Texte du document:
Magister précisait, à propos de l'auteur:
«Jorge Mario Bergoglio le connaissait et l’appréciait déjà avant même d’être élu pape et il a voulu l’avoir parmi ses plus proches collaborateurs. D’abord en tant que secrétaire du conseil de neuf cardinaux qui travaillent à la réforme de la curie et au gouvernement de l’Église; puis en tant que membre du synode, parmi les rédacteurs du rapport final. (...) On peut présumer que, comme l'article du père Spadaro paru dans "La Civiltà Cattolica", ce petit livre de l’évêque Semeraro reflète la pensée du pape François, dont ils sont l’un et l’autre très proches»

Sur <Settimo Cielo>, Sandro Magister revient ici sur la lettre de la CDF de 1973 par laquelle Semararo fonde sa théorie, et sur les éclaircissement ultérieurs que son manque de clarté avait nécessité de la même CDF deux ans plus tard.
De toute façon, dit-il, le motu proprio "Mitis Iudex" simplifiant les procédures canoniques d'annulation du mariage (ce qu'il qualifie de "révolution") est la solution trouvée par François pour contourner le problème, et rendre caduque le recours au "for interne" invoqué par Semeraro & cie. En supposant toutefois que cette "révolution" arrive à bon port. Ce qui, selon lui, est loin d'être sûr!

Légendes urbaines.
La «miséricorde» des heureuses années soixante-dix


Settimo Cielo
4 janvier 2016
Ma traduction


Il y a une lettre (cf. www.vatican.va) de la Congrégation pour la Doctrine de la Foi du lointain 1973 qui, repêchée aujourd'hui, a été exhibée pour montrer qu'était alors en vigueur la «probata Ecclesiae praxis in foro interno» de consentir la communion aux divorcés remariés, et donc qu'aujourd'hui, il ne s'agirait plus que de rétablir cettee heureuse pratique pastorale, malheureusement interrompue par les «rigueurs» de Jean-Paul II et de Benoît XVI.
L'auteur du repêchage, comme le rapporte le dernier article de www.chiesa a été l'évêque d'Albano Marcello Semeraro, très proche du Pape Jorge Mario Bergoglio.

Mais le "ballon d'essai" (en français dans le texte) lancé par Semeraro en vue de la publication attendue de la part du pape des conclusions qu'il tirera du Synode sur la famille, n'a pas du tout été accueilli pacifiquement par les rangs nourris des opposants à la communion pour les divorcés remariés.

Informations fournies:
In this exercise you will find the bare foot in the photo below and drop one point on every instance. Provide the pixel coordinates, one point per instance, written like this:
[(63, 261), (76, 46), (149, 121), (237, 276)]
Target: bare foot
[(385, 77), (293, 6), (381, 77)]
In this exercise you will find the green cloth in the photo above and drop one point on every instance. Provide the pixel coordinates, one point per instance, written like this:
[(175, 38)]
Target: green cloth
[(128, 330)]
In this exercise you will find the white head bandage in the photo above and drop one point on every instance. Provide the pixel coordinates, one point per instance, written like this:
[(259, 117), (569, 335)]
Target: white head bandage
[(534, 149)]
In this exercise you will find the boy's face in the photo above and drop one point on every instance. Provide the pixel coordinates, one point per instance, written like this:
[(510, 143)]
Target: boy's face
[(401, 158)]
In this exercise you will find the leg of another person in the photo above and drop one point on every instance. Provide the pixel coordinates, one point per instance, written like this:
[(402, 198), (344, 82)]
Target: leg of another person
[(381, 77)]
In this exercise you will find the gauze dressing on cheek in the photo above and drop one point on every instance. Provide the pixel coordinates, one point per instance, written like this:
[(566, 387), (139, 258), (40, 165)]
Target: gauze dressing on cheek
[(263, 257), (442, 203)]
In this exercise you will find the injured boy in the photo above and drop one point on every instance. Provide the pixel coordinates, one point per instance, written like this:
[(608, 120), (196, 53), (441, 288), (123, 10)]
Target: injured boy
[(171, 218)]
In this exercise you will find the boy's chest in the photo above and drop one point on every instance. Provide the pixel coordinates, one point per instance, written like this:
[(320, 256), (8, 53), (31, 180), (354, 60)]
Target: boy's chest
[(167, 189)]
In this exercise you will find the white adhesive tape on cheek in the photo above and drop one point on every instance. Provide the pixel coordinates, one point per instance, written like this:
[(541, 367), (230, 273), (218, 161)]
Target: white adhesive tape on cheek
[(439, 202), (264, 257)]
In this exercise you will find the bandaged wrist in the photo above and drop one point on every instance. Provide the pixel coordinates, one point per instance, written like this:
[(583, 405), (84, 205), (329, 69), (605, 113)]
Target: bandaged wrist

Consignes de travail:
**a)** Imprimez le passage du texte du document qui commence par «Légendes urbaines.» et se poursuit jusqu'à «Jorge Mario Bergoglio.».
**b)** Répondez à ces questions d'après le texte du document :
(i) De quelle ville Marcello Semeraro est-il l'évêque ?
(ii) De quelle année date la lettre de la Congrégation pour la Doctrine de la Foi ?
(iii) Quel est le nom du motu proprio qui simplifie les procédures canoniques d'annulation du mariage ?

Résultats des tâches:
**a)**
Légendes urbaines.
La «miséricorde» des heureuses années soixante-dix


Settimo Cielo
4 janvier 2016
Ma traduction


Il y a une lettre (cf. www.vatican.va) de la Congrégation pour la Doctrine de la Foi du lointain 1973 qui, repêchée aujourd'hui, a été exhibée pour montrer qu'était alors en vigueur la «probata Ecclesiae praxis in foro interno» de consentir la communion aux divorcés remariés, et donc qu'aujourd'hui, il ne s'agirait plus que de rétablir cettee heureuse pratique pastorale, malheureusement interrompue par les «rigueurs» de Jean-Paul II et de Benoît XVI.
L'auteur du repêchage, comme le rapporte le dernier article de www.chiesa a été l'évêque d'Albano Marcello Semeraro, très proche du Pape Jorge Mario Bergoglio.

**b)**
(i) Albano.
(ii) 1973.
(iii) «Mitis Iudex».